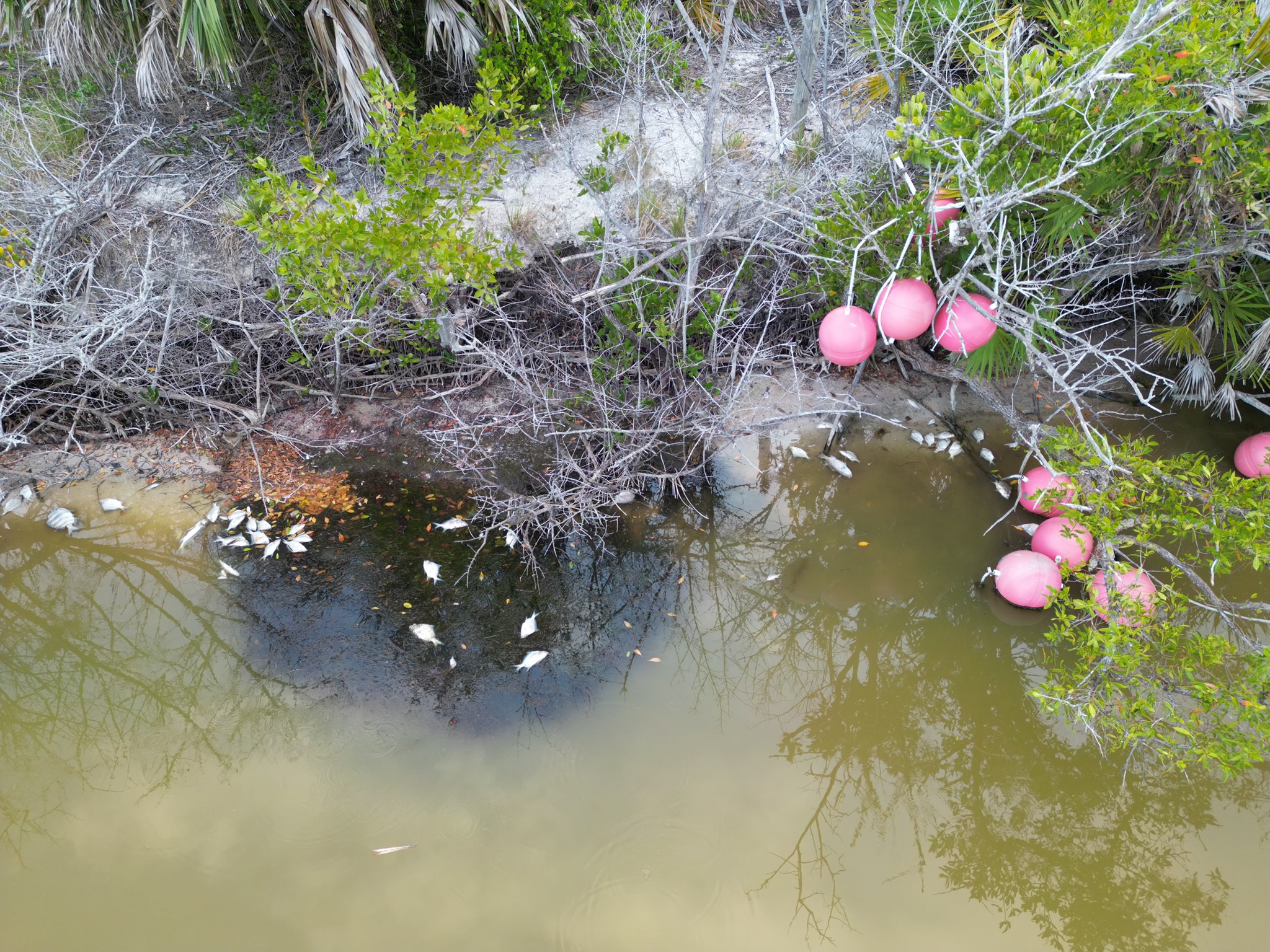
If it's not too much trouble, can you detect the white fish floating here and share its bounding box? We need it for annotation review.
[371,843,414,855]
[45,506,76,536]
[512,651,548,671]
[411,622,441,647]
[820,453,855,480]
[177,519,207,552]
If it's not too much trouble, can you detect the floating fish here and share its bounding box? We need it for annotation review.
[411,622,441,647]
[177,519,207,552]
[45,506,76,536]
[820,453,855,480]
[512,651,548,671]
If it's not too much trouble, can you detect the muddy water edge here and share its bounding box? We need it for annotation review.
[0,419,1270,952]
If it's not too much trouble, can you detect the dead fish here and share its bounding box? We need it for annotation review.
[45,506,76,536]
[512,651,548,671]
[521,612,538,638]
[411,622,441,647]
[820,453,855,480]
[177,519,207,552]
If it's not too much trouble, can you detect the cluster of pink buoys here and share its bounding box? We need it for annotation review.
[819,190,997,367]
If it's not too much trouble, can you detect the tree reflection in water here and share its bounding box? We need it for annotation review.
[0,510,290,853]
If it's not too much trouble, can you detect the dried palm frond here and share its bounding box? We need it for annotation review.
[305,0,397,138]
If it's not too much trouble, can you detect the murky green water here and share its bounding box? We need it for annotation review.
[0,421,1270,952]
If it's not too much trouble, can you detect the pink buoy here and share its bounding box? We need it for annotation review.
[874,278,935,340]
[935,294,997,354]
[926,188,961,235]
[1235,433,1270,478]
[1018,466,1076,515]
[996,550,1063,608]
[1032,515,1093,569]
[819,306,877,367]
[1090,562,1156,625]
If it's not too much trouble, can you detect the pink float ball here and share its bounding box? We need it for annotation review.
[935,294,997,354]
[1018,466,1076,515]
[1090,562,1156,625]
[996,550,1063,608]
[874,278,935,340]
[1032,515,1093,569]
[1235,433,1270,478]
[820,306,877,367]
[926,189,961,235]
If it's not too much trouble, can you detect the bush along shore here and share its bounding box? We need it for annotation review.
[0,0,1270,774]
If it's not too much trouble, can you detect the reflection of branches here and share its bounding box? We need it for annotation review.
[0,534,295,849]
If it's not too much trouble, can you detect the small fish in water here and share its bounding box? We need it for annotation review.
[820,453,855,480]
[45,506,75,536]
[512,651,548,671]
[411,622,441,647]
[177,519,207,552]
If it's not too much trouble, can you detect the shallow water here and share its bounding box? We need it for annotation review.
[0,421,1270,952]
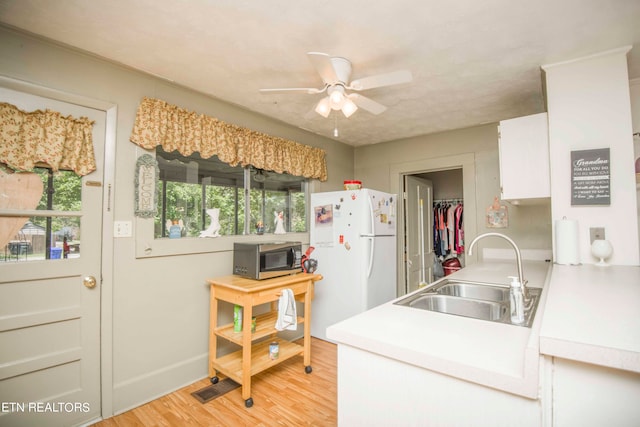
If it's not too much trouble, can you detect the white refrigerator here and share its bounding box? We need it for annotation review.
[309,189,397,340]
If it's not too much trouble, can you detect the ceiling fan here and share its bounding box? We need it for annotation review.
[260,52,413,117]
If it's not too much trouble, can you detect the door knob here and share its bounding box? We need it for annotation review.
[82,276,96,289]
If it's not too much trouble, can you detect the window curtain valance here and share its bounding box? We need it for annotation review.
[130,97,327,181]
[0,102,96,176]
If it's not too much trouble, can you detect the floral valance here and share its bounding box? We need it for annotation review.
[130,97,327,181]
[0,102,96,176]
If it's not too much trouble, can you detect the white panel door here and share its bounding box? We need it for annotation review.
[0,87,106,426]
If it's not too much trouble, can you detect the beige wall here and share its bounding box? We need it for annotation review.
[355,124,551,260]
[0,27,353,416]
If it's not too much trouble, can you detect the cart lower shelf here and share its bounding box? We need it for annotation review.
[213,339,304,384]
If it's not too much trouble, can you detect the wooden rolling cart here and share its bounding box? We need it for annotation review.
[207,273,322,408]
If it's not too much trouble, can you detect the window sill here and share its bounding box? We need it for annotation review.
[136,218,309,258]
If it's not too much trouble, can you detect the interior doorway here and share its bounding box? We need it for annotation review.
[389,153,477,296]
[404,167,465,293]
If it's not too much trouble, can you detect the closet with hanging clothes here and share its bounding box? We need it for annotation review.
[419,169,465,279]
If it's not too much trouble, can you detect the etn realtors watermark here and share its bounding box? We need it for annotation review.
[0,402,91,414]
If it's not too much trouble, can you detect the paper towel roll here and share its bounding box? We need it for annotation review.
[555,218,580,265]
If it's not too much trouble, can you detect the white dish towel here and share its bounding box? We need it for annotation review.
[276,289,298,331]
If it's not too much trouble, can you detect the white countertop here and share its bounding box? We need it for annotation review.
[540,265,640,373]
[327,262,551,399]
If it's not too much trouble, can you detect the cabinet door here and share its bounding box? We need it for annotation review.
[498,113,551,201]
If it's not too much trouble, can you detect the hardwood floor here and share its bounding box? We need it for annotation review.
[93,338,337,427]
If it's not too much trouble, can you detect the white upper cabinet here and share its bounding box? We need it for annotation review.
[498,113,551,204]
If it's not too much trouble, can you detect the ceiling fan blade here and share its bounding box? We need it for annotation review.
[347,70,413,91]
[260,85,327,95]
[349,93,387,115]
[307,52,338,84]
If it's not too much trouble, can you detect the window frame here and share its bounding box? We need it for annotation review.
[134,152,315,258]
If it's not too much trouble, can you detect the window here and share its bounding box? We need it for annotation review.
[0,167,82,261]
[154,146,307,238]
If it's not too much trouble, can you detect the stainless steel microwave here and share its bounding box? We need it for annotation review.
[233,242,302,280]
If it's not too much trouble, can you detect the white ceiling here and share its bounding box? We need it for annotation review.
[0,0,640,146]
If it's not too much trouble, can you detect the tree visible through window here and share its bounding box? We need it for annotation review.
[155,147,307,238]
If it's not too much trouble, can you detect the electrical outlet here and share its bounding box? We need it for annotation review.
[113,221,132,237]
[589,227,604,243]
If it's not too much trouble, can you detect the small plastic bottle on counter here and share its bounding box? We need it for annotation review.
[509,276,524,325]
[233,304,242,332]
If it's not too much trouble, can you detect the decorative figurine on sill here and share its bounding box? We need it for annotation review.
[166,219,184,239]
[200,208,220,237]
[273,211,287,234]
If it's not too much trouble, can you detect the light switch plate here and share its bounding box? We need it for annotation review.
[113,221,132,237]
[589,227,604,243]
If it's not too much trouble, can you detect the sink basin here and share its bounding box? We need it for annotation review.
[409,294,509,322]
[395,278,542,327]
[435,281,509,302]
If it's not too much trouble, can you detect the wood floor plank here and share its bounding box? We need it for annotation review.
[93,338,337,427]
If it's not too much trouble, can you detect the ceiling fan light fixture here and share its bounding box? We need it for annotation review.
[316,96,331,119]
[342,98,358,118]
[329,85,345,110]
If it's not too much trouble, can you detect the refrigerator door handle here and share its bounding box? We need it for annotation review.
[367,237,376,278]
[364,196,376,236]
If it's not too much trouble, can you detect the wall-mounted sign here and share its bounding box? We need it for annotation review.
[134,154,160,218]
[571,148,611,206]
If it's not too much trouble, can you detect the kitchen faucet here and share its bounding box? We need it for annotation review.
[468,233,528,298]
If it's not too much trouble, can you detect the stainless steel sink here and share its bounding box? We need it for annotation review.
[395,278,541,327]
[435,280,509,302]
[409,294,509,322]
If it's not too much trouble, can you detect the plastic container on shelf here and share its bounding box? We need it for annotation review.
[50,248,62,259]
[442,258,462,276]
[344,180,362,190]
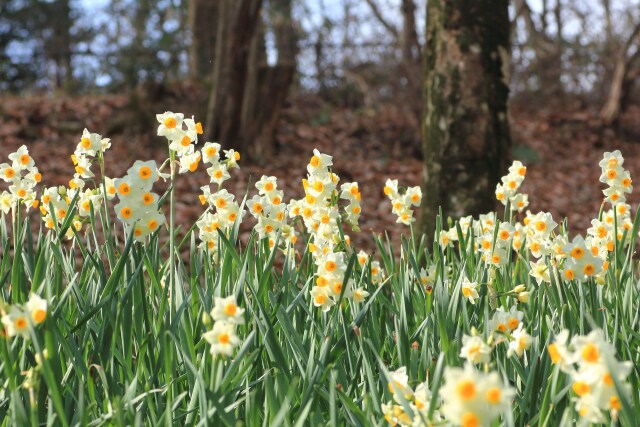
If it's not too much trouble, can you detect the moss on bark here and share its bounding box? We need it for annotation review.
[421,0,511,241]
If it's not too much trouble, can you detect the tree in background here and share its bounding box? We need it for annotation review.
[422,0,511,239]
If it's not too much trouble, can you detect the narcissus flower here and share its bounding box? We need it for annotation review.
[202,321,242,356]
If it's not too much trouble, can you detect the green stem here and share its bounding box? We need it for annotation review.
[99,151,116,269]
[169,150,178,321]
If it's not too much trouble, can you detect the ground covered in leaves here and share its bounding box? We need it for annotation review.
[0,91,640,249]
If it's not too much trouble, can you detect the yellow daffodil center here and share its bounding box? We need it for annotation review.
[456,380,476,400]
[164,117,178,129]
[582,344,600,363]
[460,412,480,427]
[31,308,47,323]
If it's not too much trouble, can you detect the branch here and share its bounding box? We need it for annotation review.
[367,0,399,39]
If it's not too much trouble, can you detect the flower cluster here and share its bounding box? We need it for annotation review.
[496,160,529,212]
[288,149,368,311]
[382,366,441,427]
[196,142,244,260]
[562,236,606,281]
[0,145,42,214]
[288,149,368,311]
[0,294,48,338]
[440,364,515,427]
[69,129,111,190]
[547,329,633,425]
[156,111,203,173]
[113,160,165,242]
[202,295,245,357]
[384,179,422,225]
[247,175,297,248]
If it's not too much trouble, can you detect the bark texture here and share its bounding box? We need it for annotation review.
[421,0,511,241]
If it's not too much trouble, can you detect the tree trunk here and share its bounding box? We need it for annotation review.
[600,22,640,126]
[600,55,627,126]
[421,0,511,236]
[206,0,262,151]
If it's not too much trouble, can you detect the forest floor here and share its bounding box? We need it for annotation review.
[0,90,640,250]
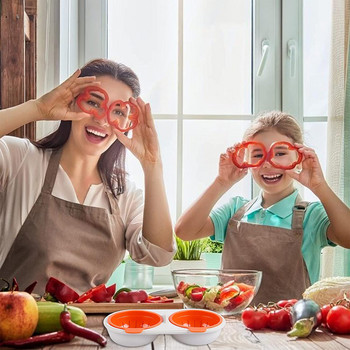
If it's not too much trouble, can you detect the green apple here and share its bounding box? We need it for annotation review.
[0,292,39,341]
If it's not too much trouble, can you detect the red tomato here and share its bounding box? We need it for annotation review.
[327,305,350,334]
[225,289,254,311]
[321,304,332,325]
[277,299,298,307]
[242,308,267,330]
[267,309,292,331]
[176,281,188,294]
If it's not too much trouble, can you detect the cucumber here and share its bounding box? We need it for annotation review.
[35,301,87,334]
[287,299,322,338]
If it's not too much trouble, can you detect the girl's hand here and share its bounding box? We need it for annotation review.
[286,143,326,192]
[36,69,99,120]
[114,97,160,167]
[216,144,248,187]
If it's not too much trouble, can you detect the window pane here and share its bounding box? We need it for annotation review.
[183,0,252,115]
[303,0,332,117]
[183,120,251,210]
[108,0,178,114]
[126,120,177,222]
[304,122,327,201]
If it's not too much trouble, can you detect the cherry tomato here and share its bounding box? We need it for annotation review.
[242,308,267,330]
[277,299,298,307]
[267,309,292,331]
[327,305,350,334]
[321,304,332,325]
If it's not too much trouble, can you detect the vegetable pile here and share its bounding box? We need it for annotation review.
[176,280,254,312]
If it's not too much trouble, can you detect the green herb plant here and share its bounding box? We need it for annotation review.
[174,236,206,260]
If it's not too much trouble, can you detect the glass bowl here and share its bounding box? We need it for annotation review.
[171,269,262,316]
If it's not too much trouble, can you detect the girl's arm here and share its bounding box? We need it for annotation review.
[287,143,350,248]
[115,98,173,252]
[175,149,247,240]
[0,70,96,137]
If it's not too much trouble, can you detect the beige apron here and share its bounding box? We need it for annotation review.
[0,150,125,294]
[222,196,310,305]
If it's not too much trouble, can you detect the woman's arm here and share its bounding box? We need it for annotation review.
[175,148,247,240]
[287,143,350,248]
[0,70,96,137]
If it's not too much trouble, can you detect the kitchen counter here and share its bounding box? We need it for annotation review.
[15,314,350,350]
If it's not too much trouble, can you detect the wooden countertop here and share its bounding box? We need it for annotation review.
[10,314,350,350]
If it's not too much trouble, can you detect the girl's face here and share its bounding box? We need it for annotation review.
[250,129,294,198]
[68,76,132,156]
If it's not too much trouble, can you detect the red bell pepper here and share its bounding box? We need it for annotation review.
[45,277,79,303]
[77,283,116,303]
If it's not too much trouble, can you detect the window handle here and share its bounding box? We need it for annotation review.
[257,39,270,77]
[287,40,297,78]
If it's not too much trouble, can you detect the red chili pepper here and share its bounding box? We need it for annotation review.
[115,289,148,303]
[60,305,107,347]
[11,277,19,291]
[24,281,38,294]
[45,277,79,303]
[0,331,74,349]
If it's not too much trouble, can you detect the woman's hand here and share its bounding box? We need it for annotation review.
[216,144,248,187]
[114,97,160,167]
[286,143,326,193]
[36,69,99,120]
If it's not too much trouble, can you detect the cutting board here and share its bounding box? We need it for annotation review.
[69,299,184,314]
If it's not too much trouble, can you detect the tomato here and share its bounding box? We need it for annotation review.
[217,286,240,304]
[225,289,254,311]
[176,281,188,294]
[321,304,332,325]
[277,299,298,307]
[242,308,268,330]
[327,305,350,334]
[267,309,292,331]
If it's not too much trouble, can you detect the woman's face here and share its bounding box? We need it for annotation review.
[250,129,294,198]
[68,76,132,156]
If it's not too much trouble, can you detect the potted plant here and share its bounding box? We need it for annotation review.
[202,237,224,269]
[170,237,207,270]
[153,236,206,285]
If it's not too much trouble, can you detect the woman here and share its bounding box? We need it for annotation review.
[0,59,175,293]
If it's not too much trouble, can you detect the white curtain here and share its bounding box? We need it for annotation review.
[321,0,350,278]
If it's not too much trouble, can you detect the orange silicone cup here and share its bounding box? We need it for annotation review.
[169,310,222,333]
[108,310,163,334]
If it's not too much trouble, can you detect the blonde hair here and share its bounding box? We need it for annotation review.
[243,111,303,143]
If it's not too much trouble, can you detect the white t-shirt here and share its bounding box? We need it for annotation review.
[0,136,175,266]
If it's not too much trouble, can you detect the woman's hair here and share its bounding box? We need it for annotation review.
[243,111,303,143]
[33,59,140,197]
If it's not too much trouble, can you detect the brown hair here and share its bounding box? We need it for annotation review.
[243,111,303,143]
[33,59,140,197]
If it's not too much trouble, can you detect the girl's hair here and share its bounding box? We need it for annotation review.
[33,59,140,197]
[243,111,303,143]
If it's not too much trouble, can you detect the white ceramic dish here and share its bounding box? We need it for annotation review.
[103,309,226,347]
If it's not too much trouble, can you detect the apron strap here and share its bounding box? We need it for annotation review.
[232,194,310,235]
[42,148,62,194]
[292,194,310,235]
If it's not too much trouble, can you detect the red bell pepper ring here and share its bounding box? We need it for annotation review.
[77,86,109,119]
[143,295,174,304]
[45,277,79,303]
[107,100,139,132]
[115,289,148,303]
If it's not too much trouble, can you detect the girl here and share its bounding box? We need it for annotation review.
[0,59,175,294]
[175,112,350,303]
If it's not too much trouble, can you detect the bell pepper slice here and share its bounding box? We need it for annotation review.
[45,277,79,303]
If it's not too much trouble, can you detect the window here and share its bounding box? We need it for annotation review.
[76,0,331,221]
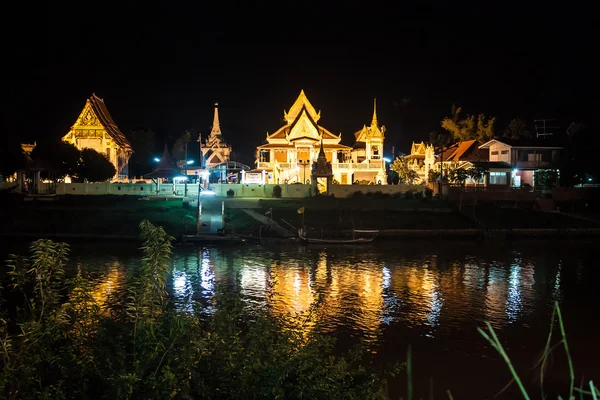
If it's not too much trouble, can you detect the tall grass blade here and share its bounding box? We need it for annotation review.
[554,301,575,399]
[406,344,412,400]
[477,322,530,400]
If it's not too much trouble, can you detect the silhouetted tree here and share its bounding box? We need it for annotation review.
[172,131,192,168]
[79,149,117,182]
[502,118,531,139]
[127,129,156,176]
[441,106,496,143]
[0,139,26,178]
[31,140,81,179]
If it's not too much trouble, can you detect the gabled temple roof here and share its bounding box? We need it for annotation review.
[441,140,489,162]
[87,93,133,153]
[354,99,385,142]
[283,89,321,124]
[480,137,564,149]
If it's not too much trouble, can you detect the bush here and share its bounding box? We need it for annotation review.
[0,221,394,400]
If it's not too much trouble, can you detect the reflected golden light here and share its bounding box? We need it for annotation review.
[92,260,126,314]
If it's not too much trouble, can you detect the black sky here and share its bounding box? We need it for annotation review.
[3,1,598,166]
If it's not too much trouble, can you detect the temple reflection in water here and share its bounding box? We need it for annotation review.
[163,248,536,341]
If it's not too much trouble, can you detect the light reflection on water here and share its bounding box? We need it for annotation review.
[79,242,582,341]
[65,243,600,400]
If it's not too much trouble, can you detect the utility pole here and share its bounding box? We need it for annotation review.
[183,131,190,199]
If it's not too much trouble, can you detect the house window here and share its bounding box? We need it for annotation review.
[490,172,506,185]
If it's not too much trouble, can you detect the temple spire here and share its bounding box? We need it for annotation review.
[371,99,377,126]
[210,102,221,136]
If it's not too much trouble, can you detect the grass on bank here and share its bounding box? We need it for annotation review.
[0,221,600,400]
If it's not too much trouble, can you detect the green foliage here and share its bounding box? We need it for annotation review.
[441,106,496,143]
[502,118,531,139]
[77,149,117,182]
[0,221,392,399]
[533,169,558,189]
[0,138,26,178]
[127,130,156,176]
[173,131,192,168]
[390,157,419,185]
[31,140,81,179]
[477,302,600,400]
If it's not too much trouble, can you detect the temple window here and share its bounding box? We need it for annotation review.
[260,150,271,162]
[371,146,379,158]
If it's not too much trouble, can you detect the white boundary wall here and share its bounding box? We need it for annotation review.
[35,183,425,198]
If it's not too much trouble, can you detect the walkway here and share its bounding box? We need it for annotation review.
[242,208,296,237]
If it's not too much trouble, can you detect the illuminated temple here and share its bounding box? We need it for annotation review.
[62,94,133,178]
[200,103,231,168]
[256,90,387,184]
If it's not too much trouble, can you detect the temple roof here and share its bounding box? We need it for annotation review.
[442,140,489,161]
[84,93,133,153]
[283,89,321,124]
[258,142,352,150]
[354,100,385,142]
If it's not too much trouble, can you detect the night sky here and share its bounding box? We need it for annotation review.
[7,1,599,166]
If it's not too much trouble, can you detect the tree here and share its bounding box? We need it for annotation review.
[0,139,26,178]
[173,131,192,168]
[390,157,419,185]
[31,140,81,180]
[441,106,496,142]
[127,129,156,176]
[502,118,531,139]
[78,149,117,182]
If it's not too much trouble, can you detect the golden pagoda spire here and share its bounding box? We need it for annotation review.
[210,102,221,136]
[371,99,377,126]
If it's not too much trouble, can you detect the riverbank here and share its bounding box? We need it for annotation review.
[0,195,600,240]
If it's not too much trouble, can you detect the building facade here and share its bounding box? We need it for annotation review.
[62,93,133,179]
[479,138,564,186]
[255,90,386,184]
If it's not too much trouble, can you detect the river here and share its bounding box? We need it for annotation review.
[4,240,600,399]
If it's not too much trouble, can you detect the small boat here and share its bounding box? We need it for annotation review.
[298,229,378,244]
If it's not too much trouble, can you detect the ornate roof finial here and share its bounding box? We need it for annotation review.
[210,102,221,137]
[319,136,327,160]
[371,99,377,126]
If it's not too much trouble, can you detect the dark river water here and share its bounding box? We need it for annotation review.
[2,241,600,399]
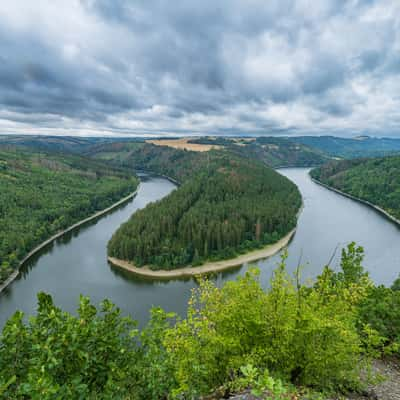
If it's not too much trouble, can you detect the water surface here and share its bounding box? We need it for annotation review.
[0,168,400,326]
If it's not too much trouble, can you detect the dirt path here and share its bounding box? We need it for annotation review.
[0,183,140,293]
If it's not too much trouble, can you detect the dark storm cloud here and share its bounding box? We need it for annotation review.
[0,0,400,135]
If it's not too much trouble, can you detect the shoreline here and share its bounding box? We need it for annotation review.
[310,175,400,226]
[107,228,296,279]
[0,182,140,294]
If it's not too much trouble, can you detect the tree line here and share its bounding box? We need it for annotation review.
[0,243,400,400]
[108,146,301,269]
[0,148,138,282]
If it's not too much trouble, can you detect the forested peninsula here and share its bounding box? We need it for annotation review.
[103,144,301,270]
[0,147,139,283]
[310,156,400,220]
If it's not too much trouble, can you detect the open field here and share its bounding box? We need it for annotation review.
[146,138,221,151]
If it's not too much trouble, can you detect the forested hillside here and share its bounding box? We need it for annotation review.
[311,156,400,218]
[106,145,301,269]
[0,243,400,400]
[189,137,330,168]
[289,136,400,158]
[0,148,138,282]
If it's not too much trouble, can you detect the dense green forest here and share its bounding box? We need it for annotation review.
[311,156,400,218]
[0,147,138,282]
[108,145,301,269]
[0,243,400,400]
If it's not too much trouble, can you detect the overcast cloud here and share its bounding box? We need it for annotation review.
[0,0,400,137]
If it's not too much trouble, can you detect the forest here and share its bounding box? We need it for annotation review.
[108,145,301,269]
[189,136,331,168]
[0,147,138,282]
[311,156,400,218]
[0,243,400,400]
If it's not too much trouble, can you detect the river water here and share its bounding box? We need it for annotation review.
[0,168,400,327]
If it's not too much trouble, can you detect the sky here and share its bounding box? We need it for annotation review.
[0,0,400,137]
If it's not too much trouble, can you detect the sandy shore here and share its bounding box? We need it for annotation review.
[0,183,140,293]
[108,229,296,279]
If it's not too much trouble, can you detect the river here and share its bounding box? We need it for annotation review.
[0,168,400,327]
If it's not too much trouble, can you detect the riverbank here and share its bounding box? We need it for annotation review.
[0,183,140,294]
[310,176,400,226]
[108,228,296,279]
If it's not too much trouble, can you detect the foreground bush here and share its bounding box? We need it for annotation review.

○ ○ ○ ○ ○ ○ ○

Aim of the task —
Convert the items from the line with "the green stem" to the line with "[31,308,47,323]", both included, into a JSON list of strings, one string per line and with blank lines left out.

Exercise response —
[
  "If it's not too much trouble, can you detect the green stem here and share its bounding box? We need it for annotation review.",
  "[99,151,116,269]",
  "[169,150,178,321]",
  "If it's not too much trouble, can you detect the ground covered in leaves here and share its bounding box? We need it for annotation review.",
  "[0,91,640,249]",
  "If it's not too much trouble, can you detect the yellow daffodil center here and share its bounding box? We need it for annotation review.",
  "[456,380,476,400]",
  "[164,117,178,129]",
  "[582,344,600,363]",
  "[460,412,480,427]",
  "[31,308,47,323]"
]